We caught up with the brilliant and insightful Kelcie Jimenez a few weeks ago and have shared our conversation below.
Kelcie, thanks for joining us, excited to have you contributing your stories and insights. If you had a defining moment that you feel really changed the trajectory of your career, we’d love to hear the story and details.
What led me to become a therapist in the first place was based on a few defining moments in my life. I grew up in a household with a single mom raising her three children. My father has been absent for most of my life and my mom did her best to provide for us but struggled to make ends meet. My mom battled breast cancer on and off for 13 years on top of raising three children and her cancer came back more aggressively when I was 11. On July 17th, 2013 I unexpectedly lost my mom to her battle with cancer. That day and moment changed the rest of my life. I thought my life was over at that point and distinctly remember thinking “This is it. I’ll never be happy again.” I was a 17-year-old with no parents going into my senior year of high school. I moved in with my aunt and uncle for the remainder of high school. After the loss of my mom, I was never offered much emotional support like therapy. I actually don’t remember one person saying “Hey maybe you should go to therapy.” I felt very alone and unsupported especially from my school. It was like this expectation that even though I had been through probably one of the hardest things I’ll ever have to go through, I was just expected to put on a smile and keep going. It was that moment I decided I didn’t want anyone else to ever feel as alone as I did. I wanted to be able to sit with people in their darkest moments and let them know they’re not alone and that it is okay to not be okay. A lot of therapist’s own struggles usually leads them to becoming therapists and, in my opinion, good therapists, if they also dedicate themselves to doing their own work. I finally started going to therapy on my own in my early 20s and was able to do a lot of hard work and healing to be at the place where I could help others. I always believe in ‘practicing what I preach’ and having been on both sides of the couch and continuing to do my own work, I can attest to the power of therapy.

What the task asks =>
Answer these questions from the interview:
(a) For how many years did her mom battle breast cancer on and off?
(b) Whom did she live with for the rest of high school?
(c) When did she begin going to therapy on her own?

Data listing =>
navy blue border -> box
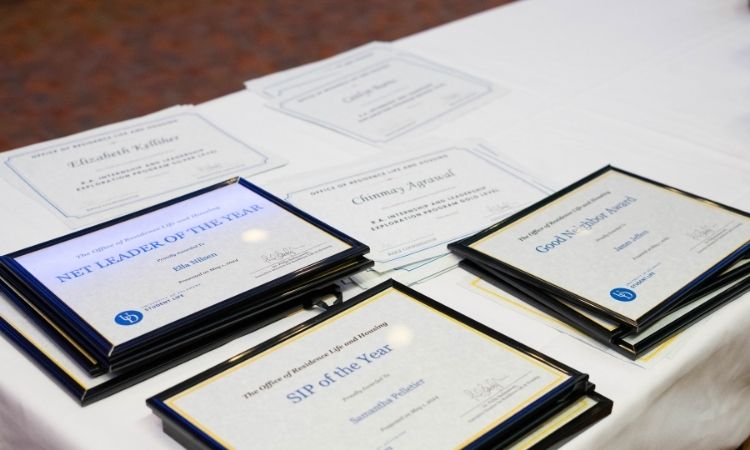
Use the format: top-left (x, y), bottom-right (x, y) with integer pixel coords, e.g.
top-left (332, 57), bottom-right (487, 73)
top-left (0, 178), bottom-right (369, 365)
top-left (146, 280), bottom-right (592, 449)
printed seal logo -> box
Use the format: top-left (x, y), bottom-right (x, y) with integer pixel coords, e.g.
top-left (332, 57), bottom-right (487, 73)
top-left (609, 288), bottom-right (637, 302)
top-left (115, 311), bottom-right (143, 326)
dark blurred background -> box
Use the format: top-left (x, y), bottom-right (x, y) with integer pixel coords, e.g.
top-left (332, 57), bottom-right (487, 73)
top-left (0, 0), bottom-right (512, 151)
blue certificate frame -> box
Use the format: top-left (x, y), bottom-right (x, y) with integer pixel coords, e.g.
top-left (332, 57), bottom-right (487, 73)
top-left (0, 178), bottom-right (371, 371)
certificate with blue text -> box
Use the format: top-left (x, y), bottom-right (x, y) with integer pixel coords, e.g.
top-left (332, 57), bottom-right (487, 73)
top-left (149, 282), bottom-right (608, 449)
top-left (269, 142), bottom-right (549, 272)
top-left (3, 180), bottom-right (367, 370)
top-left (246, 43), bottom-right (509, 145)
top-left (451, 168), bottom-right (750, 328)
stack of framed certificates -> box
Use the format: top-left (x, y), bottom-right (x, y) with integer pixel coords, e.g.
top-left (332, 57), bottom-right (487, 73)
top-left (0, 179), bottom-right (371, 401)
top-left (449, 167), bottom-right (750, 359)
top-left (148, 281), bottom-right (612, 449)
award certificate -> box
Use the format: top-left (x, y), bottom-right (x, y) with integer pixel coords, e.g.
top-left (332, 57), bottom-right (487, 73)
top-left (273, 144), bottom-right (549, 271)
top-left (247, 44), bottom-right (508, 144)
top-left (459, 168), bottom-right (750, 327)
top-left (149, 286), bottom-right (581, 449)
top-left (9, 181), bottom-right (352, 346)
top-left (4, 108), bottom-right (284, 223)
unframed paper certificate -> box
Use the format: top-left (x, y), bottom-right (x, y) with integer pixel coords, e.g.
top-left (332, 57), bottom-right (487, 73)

Task answer =>
(a) 13 years
(b) Her aunt and uncle
(c) In her early 20s